* _Stated problem A_:
Answer these questions about the pee rock thread, marking each answer (i), (ii), (iii) to match.
(i) How often does rubysrats change the linens?
(ii) According to Kitterpuss, what share of the time do the boys use the toilet?
(iii) Per PawsandClaws, at what store can such rocks sometimes be bought, and for how much?

□ □ □

# Pee rocks??



## sarasmithhh (Oct 8, 2014)

What exactly is a pee rock? I mean the name seems to be pretty self explanatory but lol can I get one in a store? Or is it just a rock? I've been having trouble with my little siri peeing on her levels and I can't always clean it up right away and it gets gross. She has a whole bottom floor with bedding that she can pee on is she just lazy or what? And would these "pee rocks" help?


----------



## rubysrats (Jul 28, 2014)

It is just a smooth rock. I have one in the middle of the litter box with a 2-3 inch border around it with litter. They still pee elsewhere but cover the rock. I just found one outside and boiled it. I just wash it off everytime I clean the litter box. It helps a lot and I only have to change the linens once a week.


----------



## Akarah (Sep 2, 2014)

I'm still trying to get my boys to use their pee rock. Been 3 weeks now and they still peeing everywhere....


----------



## Kitterpuss (May 9, 2014)

Trouble with platforms is that they are smooth and flat just like a... pee rock! Therefore rats are attracted to pee on them. Since I covered my shelfs in fleece there is less peeing, and what does get peed on gets absorbed so its not a sticky wet mess at the end of the day.

Akarah - my boys use their pee rocks, and the use the toilet 90% of the time, but the trouble with boys is they mark, which is really a separate thing from 'going to the toilet' and aside from neutering there's not much you can do to stop it. Having said that, if your rats are young then they will pee more and poop more than older rats, so you might find they get better as they get older.


----------



## sarasmithhh (Oct 8, 2014)

So does it just need to be a big enough smooth rock that I've cleaned? And she'll pee on that if she wants


----------



## Jackie (Jan 31, 2013)

basically yes. That's all it is!


----------



## PawsandClaws (Jul 22, 2014)

You can look for rocks like that at the dollar tree. They sometimes sell them in netted baggies for a dollar. Or as someone else suggested sterilise one from your backyard.


----------



## ksaxton (Apr 20, 2014)

Look for those smooth large rocks that people decorate gardens with. My college campus has them everywhere so when I find a good one I stuff it in my backpack when no ones looking


----------



## Kitterpuss (May 9, 2014)

Haha the mad stuff having rats make us do!


----------



## DLTurner (Sep 27, 2014)

Wait so how big should it be? like pebble sized or palm sized (my palm is petite)?

□ □ □

* _Stated problem B_:
Arrange part of the listing as a JSON list of strings, one string per line and no blank lines. Begin at the first line of the listing and stop after the line that contains "xmin=0 ymin=51 xmax=44 ymax=61", keeping both ends and leaving the pictures out.

Rows of bounding box annotation data:
□ □ □

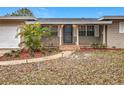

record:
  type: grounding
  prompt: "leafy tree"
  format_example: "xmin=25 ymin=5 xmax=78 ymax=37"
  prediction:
xmin=5 ymin=8 xmax=34 ymax=16
xmin=17 ymin=23 xmax=51 ymax=57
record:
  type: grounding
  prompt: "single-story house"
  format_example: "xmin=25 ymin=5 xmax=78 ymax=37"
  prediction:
xmin=0 ymin=16 xmax=124 ymax=49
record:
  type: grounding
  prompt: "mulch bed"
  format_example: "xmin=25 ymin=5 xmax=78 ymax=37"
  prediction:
xmin=80 ymin=48 xmax=124 ymax=51
xmin=0 ymin=51 xmax=44 ymax=61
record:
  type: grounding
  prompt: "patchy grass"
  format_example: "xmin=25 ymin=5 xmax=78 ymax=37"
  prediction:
xmin=0 ymin=51 xmax=124 ymax=85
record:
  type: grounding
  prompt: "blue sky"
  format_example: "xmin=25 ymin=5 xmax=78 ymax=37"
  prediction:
xmin=0 ymin=7 xmax=124 ymax=18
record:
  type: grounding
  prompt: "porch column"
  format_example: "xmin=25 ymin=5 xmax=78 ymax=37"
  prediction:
xmin=76 ymin=25 xmax=79 ymax=45
xmin=59 ymin=25 xmax=64 ymax=45
xmin=102 ymin=25 xmax=106 ymax=44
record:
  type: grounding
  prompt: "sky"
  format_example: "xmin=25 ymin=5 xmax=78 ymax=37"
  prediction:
xmin=0 ymin=7 xmax=124 ymax=18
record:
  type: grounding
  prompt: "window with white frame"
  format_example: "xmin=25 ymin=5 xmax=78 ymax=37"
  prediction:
xmin=51 ymin=25 xmax=58 ymax=36
xmin=79 ymin=25 xmax=95 ymax=36
xmin=79 ymin=25 xmax=86 ymax=36
xmin=119 ymin=22 xmax=124 ymax=33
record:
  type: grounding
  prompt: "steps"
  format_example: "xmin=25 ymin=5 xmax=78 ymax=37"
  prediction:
xmin=59 ymin=45 xmax=80 ymax=50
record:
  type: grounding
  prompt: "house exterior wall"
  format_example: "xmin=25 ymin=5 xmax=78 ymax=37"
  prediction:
xmin=42 ymin=36 xmax=59 ymax=47
xmin=107 ymin=20 xmax=124 ymax=48
xmin=79 ymin=25 xmax=103 ymax=47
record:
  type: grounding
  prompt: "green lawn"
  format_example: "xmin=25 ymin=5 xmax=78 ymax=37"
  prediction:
xmin=0 ymin=51 xmax=124 ymax=84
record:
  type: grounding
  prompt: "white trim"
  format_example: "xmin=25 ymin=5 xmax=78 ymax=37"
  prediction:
xmin=25 ymin=21 xmax=112 ymax=24
xmin=119 ymin=22 xmax=124 ymax=33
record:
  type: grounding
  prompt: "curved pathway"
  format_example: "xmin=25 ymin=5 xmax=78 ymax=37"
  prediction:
xmin=0 ymin=51 xmax=74 ymax=66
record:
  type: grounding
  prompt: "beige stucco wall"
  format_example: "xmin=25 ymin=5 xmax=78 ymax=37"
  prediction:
xmin=79 ymin=25 xmax=103 ymax=47
xmin=107 ymin=20 xmax=124 ymax=48
xmin=79 ymin=36 xmax=100 ymax=46
xmin=42 ymin=36 xmax=59 ymax=47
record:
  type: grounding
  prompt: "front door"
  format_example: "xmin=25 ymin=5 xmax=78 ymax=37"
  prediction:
xmin=63 ymin=25 xmax=72 ymax=43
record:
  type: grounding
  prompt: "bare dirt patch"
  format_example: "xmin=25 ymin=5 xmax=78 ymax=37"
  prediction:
xmin=0 ymin=51 xmax=124 ymax=85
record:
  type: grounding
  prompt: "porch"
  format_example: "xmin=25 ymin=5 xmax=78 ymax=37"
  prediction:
xmin=26 ymin=18 xmax=112 ymax=50
xmin=43 ymin=24 xmax=107 ymax=50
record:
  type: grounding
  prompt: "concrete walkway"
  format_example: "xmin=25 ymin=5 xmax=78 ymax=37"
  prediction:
xmin=0 ymin=51 xmax=74 ymax=66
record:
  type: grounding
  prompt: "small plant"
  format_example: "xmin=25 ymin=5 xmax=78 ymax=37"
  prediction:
xmin=3 ymin=52 xmax=12 ymax=57
xmin=112 ymin=46 xmax=116 ymax=49
xmin=99 ymin=44 xmax=107 ymax=48
xmin=91 ymin=43 xmax=107 ymax=48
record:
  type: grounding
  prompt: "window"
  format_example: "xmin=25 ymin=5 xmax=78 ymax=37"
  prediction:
xmin=79 ymin=25 xmax=86 ymax=36
xmin=51 ymin=25 xmax=58 ymax=36
xmin=79 ymin=25 xmax=95 ymax=36
xmin=87 ymin=25 xmax=95 ymax=36
xmin=119 ymin=22 xmax=124 ymax=33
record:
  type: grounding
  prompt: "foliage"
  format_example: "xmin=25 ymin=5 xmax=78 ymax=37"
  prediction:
xmin=4 ymin=50 xmax=20 ymax=58
xmin=17 ymin=23 xmax=51 ymax=57
xmin=91 ymin=43 xmax=99 ymax=48
xmin=5 ymin=8 xmax=34 ymax=16
xmin=91 ymin=43 xmax=107 ymax=48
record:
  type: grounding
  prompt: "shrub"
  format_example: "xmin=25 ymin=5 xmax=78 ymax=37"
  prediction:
xmin=17 ymin=23 xmax=51 ymax=57
xmin=91 ymin=43 xmax=99 ymax=48
xmin=99 ymin=44 xmax=107 ymax=48
xmin=91 ymin=43 xmax=107 ymax=48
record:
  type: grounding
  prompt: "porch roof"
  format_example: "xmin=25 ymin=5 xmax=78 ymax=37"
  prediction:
xmin=0 ymin=16 xmax=37 ymax=20
xmin=99 ymin=16 xmax=124 ymax=20
xmin=26 ymin=18 xmax=112 ymax=24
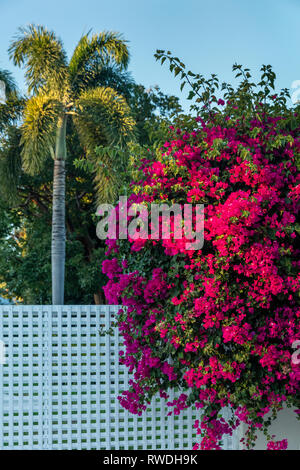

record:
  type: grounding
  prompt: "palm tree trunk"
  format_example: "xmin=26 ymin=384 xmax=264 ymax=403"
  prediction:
xmin=51 ymin=116 xmax=67 ymax=305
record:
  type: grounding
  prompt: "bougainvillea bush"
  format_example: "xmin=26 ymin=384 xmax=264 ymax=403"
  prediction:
xmin=103 ymin=66 xmax=300 ymax=449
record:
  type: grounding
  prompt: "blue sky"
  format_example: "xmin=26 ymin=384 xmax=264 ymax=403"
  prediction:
xmin=0 ymin=0 xmax=300 ymax=109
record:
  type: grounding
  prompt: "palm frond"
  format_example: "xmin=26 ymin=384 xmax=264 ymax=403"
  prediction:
xmin=0 ymin=69 xmax=17 ymax=98
xmin=21 ymin=94 xmax=62 ymax=174
xmin=0 ymin=91 xmax=25 ymax=134
xmin=74 ymin=87 xmax=135 ymax=153
xmin=69 ymin=31 xmax=129 ymax=87
xmin=8 ymin=24 xmax=67 ymax=92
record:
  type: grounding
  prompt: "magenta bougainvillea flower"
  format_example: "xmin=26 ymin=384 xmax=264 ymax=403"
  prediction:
xmin=103 ymin=112 xmax=300 ymax=449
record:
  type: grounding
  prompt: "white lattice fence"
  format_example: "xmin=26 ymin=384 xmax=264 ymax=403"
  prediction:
xmin=0 ymin=305 xmax=236 ymax=450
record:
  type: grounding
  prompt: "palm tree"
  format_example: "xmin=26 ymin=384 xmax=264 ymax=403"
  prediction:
xmin=9 ymin=25 xmax=135 ymax=305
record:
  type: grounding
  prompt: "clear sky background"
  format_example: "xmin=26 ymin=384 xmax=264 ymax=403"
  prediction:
xmin=0 ymin=0 xmax=300 ymax=109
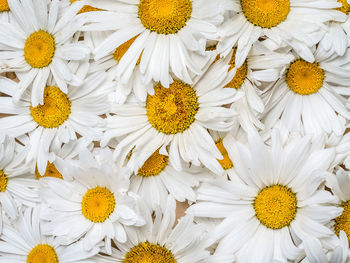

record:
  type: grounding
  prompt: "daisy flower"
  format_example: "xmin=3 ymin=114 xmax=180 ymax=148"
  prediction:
xmin=218 ymin=0 xmax=346 ymax=67
xmin=263 ymin=48 xmax=350 ymax=136
xmin=210 ymin=129 xmax=247 ymax=181
xmin=84 ymin=31 xmax=154 ymax=103
xmin=215 ymin=42 xmax=293 ymax=130
xmin=40 ymin=155 xmax=145 ymax=253
xmin=0 ymin=0 xmax=90 ymax=106
xmin=327 ymin=168 xmax=350 ymax=255
xmin=0 ymin=0 xmax=11 ymax=22
xmin=96 ymin=196 xmax=209 ymax=263
xmin=0 ymin=137 xmax=40 ymax=233
xmin=0 ymin=72 xmax=111 ymax=177
xmin=319 ymin=0 xmax=350 ymax=56
xmin=83 ymin=0 xmax=227 ymax=87
xmin=300 ymin=231 xmax=350 ymax=263
xmin=0 ymin=208 xmax=99 ymax=263
xmin=33 ymin=138 xmax=93 ymax=180
xmin=130 ymin=149 xmax=207 ymax=211
xmin=101 ymin=58 xmax=243 ymax=174
xmin=187 ymin=133 xmax=342 ymax=263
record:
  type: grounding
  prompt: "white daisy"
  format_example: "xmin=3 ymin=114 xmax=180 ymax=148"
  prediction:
xmin=218 ymin=0 xmax=346 ymax=67
xmin=210 ymin=129 xmax=247 ymax=181
xmin=101 ymin=59 xmax=243 ymax=174
xmin=83 ymin=0 xmax=227 ymax=87
xmin=300 ymin=231 xmax=350 ymax=263
xmin=0 ymin=0 xmax=11 ymax=22
xmin=0 ymin=0 xmax=90 ymax=106
xmin=187 ymin=133 xmax=342 ymax=263
xmin=0 ymin=208 xmax=99 ymax=263
xmin=327 ymin=167 xmax=350 ymax=256
xmin=130 ymin=150 xmax=208 ymax=211
xmin=40 ymin=152 xmax=145 ymax=255
xmin=96 ymin=196 xmax=209 ymax=263
xmin=0 ymin=72 xmax=111 ymax=177
xmin=319 ymin=0 xmax=350 ymax=56
xmin=263 ymin=48 xmax=350 ymax=136
xmin=84 ymin=31 xmax=154 ymax=103
xmin=32 ymin=138 xmax=93 ymax=183
xmin=0 ymin=137 xmax=39 ymax=233
xmin=213 ymin=41 xmax=293 ymax=130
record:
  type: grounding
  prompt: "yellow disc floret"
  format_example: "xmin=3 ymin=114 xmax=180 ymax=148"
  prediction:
xmin=35 ymin=162 xmax=63 ymax=179
xmin=146 ymin=80 xmax=199 ymax=134
xmin=0 ymin=0 xmax=10 ymax=12
xmin=30 ymin=87 xmax=71 ymax=128
xmin=286 ymin=59 xmax=324 ymax=95
xmin=123 ymin=241 xmax=177 ymax=263
xmin=336 ymin=0 xmax=350 ymax=15
xmin=138 ymin=0 xmax=192 ymax=35
xmin=253 ymin=185 xmax=297 ymax=229
xmin=241 ymin=0 xmax=290 ymax=28
xmin=0 ymin=170 xmax=9 ymax=192
xmin=24 ymin=30 xmax=56 ymax=68
xmin=81 ymin=186 xmax=115 ymax=223
xmin=113 ymin=36 xmax=141 ymax=65
xmin=138 ymin=149 xmax=169 ymax=177
xmin=215 ymin=139 xmax=233 ymax=170
xmin=334 ymin=201 xmax=350 ymax=243
xmin=27 ymin=244 xmax=58 ymax=263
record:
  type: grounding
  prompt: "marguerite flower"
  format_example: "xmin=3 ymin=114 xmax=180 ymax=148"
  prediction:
xmin=0 ymin=208 xmax=99 ymax=263
xmin=33 ymin=137 xmax=93 ymax=180
xmin=0 ymin=137 xmax=40 ymax=234
xmin=300 ymin=231 xmax=350 ymax=263
xmin=130 ymin=150 xmax=207 ymax=211
xmin=0 ymin=72 xmax=111 ymax=174
xmin=101 ymin=59 xmax=242 ymax=174
xmin=213 ymin=42 xmax=293 ymax=131
xmin=263 ymin=47 xmax=350 ymax=136
xmin=0 ymin=0 xmax=90 ymax=106
xmin=40 ymin=155 xmax=145 ymax=253
xmin=187 ymin=133 xmax=342 ymax=263
xmin=95 ymin=196 xmax=209 ymax=263
xmin=319 ymin=0 xmax=350 ymax=56
xmin=83 ymin=0 xmax=230 ymax=88
xmin=84 ymin=31 xmax=154 ymax=103
xmin=218 ymin=0 xmax=346 ymax=67
xmin=327 ymin=168 xmax=350 ymax=256
xmin=0 ymin=0 xmax=11 ymax=22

□ □ □

* _Exercise response A_:
(i) Once a week.
(ii) 90% of the time.
(iii) The dollar tree, in netted baggies for a dollar.

* _Exercise response B_:
[
  "record:",
  "  type: grounding",
  "  prompt: \"leafy tree\"",
  "  format_example: \"xmin=25 ymin=5 xmax=78 ymax=37\"",
  "  prediction:",
  "xmin=5 ymin=8 xmax=34 ymax=16",
  "xmin=17 ymin=23 xmax=51 ymax=57",
  "record:",
  "  type: grounding",
  "  prompt: \"single-story house\"",
  "  format_example: \"xmin=25 ymin=5 xmax=78 ymax=37\"",
  "  prediction:",
  "xmin=0 ymin=16 xmax=124 ymax=49",
  "record:",
  "  type: grounding",
  "  prompt: \"mulch bed\"",
  "  format_example: \"xmin=25 ymin=5 xmax=78 ymax=37\"",
  "  prediction:",
  "xmin=80 ymin=48 xmax=124 ymax=51",
  "xmin=0 ymin=51 xmax=44 ymax=61"
]